- INSTRUCTIONS TO FOLLOW -
Please transcribe each of the records exactly as given.

Saved data entries:
#####

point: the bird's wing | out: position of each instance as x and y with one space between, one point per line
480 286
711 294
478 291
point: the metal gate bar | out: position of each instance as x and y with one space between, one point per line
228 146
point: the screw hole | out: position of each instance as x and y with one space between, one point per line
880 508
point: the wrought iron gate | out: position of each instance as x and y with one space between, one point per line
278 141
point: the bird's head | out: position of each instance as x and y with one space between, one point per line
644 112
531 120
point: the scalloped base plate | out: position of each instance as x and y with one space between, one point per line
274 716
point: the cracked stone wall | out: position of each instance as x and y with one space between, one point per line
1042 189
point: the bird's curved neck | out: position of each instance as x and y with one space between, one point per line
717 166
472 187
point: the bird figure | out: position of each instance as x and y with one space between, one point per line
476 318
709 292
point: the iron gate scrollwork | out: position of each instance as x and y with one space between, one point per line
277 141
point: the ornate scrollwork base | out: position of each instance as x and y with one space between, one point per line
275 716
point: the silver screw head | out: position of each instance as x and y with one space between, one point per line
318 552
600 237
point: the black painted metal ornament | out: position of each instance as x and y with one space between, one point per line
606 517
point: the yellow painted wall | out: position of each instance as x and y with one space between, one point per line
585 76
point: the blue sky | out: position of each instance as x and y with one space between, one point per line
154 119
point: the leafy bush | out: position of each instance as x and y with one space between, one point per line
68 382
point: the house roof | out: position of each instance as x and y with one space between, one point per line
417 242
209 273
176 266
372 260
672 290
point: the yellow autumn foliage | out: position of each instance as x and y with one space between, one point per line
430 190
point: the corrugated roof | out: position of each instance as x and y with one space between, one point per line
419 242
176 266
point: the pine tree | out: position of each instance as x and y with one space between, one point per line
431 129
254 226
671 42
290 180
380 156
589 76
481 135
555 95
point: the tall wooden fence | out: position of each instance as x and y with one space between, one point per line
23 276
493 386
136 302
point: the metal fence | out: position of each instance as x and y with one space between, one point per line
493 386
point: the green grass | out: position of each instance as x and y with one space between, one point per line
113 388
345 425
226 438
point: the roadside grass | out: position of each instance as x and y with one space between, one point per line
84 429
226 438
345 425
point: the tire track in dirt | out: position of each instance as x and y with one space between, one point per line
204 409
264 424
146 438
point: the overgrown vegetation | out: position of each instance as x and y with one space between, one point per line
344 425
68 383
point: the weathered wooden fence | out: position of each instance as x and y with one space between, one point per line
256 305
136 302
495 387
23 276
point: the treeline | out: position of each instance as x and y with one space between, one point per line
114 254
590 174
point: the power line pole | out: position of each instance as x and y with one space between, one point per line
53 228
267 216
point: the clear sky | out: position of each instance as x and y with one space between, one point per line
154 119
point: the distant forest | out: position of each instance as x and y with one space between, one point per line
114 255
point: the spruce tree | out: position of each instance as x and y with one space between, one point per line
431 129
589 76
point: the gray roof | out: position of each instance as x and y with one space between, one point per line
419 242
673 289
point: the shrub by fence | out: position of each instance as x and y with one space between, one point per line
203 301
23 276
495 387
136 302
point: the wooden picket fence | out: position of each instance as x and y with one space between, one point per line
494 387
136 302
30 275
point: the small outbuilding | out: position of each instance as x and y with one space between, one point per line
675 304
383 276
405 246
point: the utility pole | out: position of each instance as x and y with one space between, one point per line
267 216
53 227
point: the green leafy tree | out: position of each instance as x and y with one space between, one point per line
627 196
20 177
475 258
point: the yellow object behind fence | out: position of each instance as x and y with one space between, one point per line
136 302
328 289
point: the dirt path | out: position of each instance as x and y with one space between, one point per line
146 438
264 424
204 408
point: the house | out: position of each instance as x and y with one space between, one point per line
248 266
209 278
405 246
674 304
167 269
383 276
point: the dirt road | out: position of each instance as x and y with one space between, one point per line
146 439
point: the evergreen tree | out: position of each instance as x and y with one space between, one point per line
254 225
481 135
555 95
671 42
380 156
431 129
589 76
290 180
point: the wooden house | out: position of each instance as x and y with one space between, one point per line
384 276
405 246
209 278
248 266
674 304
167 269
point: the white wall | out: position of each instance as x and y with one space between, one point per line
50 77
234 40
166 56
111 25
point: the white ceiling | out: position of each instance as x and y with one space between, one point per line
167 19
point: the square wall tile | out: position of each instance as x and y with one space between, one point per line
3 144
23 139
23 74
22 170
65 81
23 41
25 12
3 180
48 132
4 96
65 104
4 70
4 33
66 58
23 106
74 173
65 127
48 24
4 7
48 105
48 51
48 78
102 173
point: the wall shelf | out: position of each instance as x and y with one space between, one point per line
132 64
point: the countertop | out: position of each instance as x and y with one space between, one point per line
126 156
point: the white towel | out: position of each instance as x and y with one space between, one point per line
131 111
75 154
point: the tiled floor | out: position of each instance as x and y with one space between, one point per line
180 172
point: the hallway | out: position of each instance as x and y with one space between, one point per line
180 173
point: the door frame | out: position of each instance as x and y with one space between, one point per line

#####

- RESPONSE BOX -
point: the bird's wing | out: position of each instance as x and y with one space between, one point per line
480 286
711 294
478 291
point: the metal gate bar | out: position of each instance as x and y with one space between, one point per line
228 146
point: the screw hole | out: position of each instance as x and y with one space between, one point per line
880 508
point: the wrought iron gate | out: position of each instance as x and y with one space between, one point per line
278 141
point: the bird's head | out: position of each instance as x and y with one space between, one point per line
644 112
531 120
point: the scalloped base plate | out: position of each instance as x and y with one space between, one point per line
274 716
point: the cracked stone wall | out: position of each instance as x and y with one space between, one point per line
1042 189
point: the bird's curved neck | out: position of each instance as x and y with one space between, one point per line
717 166
472 187
point: the bird figure | out: position of each instance as x and y with one space between, one point per line
476 318
709 292
point: the iron gate scrollwork | out: position of each instance as x and y with one space between, one point per line
277 141
point: the ornate scrollwork base | out: position of each instance as x and y with one space between, one point per line
275 716
point: the silver screw head | out: position of each instance as x and y with one space between, one point per line
318 552
600 237
point: the black painted metal ornament | out: position of each instance as x and y with one space between, one point per line
606 517
point: the yellow painted wall | out: position of each instance as x and y with one space between, one point per line
585 76
point: the blue sky | out: position of each instance as x and y with one space between, one point per line
154 119
point: the leafy bush | out: position of each instance as x and y with one space between, one point per line
68 382
point: the house roof | out: position of each instance as x and y with one space between, one point per line
417 242
209 273
176 266
372 260
672 290
point: the yellow autumn foliage | out: position of each instance as x and y with one space between, one point per line
430 190
point: the corrugated roof | out: position of each instance as x and y with one space between, one point per line
419 242
176 266
point: the pine tree | out: position of each instance as x and y with one space between, one point per line
431 129
254 226
671 42
290 180
380 156
589 76
481 135
555 95
point: the tall wooden fence | out: position of each instance as x and y with one space between, one point per line
23 276
493 386
136 302
point: the metal fence | out: position of each instance as x and y with one space between, one point per line
493 386
point: the green grass | out: position of each instance as x and y with one space between, one point per line
113 388
345 425
226 438
point: the roadside grass | out: position of each instance as x and y with one space between, one point per line
84 429
226 438
345 425
point: the tire track in dirt | out: position of each instance as x and y with one space between, one point per line
204 409
264 424
146 438
point: the overgrown vegetation | out: position of each instance as x and y with one space between, one point per line
344 425
68 383
point: the weathered wooden fence | out: position of each instance as x and y with one space between, one point per line
256 305
136 302
495 387
23 276
point: the treeline | out: position of each instance as x and y with one space between, one point per line
114 254
590 174
point: the power line pole | out: position of each instance as x and y with one space between, one point per line
53 228
267 216
point: the clear sky | out: position of each instance as x and y with one space between, one point per line
154 119
point: the distant forest | out: position of each instance as x and y with one space between, one point per line
114 255
point: the spruce tree | out: position of each instance as x and y with one space between, one point per line
431 129
589 76
point: the gray roof | out: position of each instance as x and y with one space between, one point per line
419 242
673 289
point: the shrub by fence | out: position of each instance as x and y with one space between, one point per line
203 301
23 276
495 387
136 302
point: the wooden picket fence | out: position of each instance as x and y with one space between, one point per line
494 387
136 302
30 275
point: the small outbuilding | out: position of each instance as x and y with one space between, one point per line
675 304
383 276
405 246
point: the utility pole | out: position of each instance as x and y with one space between, one point per line
267 216
53 227
point: the green leafy tree | out: position of each instance as x and y with one space between, one point per line
627 196
20 177
475 258
point: the yellow object behind fence | out: position of each instance as x and y with one space between, one point per line
136 302
328 289
point: the dirt path | out: position of each instance as x and y with one space between, one point per line
146 438
264 424
204 408
point: the house | out: position of each instance as x and y with one space between, one point per line
248 266
209 278
405 246
674 304
167 269
383 276
point: the dirt road | out: position of each instance as x and y with one space between, one point per line
146 439
point: the evergreen tree | out: position of each instance as x and y with one space between, one point per line
254 225
481 135
555 95
671 42
380 156
431 129
589 76
290 180
point: the wooden house | out: position of each instance as x and y with one space between, one point per line
384 276
405 246
209 278
248 266
674 304
167 269
point: the white wall | out: position of each instance as x and y with one space between, one point per line
50 77
234 40
166 56
111 25
point: the white ceiling | out: position of each instance as x and y with one space between, one point per line
167 19
point: the square wall tile | out: position of each instance as x and y with one space between, one point per line
3 144
23 139
23 74
22 170
65 81
23 41
25 12
3 180
48 132
4 96
65 104
4 70
4 33
66 58
23 106
74 173
65 127
48 24
4 7
48 105
48 51
48 78
102 173
point: the wall shelf | out: position of each instance as x and y with one space between, one point per line
132 64
point: the countertop | out: position of each instance as x and y with one space between, one point per line
126 156
point: the white towel | out: position of each instance as x and y with one space between, one point per line
131 111
75 154
point: the tiled floor | out: position of each instance as x and y with one space between, one point per line
180 172
point: the hallway | out: position of each instance as x and y with one space between, one point per line
180 173
point: the door frame | out: position of each instance as x and y with one space between, one point per line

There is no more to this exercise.